-- WHAT NEEDS TO BE DONE --
The part below that opens with the line containing "Target: antenna on rooftop" and closes with the line containing "Target: white canopy roof" should be copied exactly, minus any pictures.

-- RAW DATA --

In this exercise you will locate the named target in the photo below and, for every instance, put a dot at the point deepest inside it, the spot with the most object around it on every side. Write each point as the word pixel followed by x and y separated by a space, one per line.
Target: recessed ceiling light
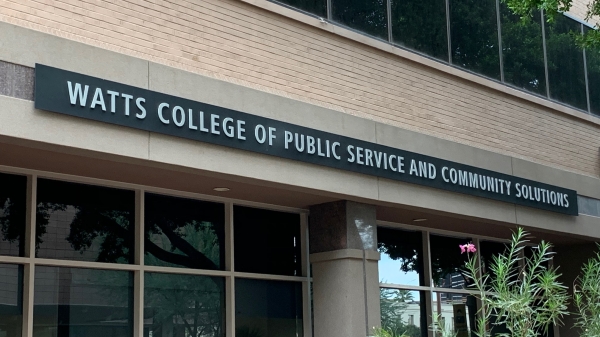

---

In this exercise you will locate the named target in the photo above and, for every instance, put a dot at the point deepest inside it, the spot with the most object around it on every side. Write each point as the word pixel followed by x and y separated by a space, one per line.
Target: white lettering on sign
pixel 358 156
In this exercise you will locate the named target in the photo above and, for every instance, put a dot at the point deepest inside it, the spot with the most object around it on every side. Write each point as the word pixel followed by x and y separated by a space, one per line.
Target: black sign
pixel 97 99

==

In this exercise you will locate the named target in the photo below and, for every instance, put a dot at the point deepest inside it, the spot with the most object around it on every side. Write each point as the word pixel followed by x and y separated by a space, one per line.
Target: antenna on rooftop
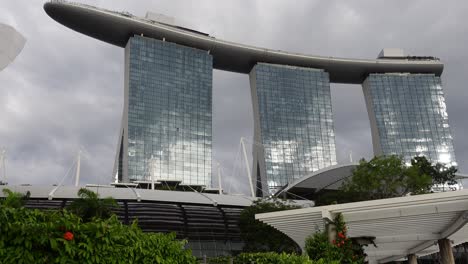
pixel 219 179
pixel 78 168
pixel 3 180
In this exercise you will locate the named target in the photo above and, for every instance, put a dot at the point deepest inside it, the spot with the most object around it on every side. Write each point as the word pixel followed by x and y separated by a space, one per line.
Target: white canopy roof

-- RESPONSE TO THIS EXERCISE --
Target: antenna on rooftop
pixel 219 179
pixel 78 168
pixel 3 180
In this exercise you will locate the named target in the photo above and, for every instance, put a dot at the point deepest inside it, the spot with the most object around it on every side. Write each point as the word pixel followed by x and y separated by a space, one per line.
Target: white canopy roof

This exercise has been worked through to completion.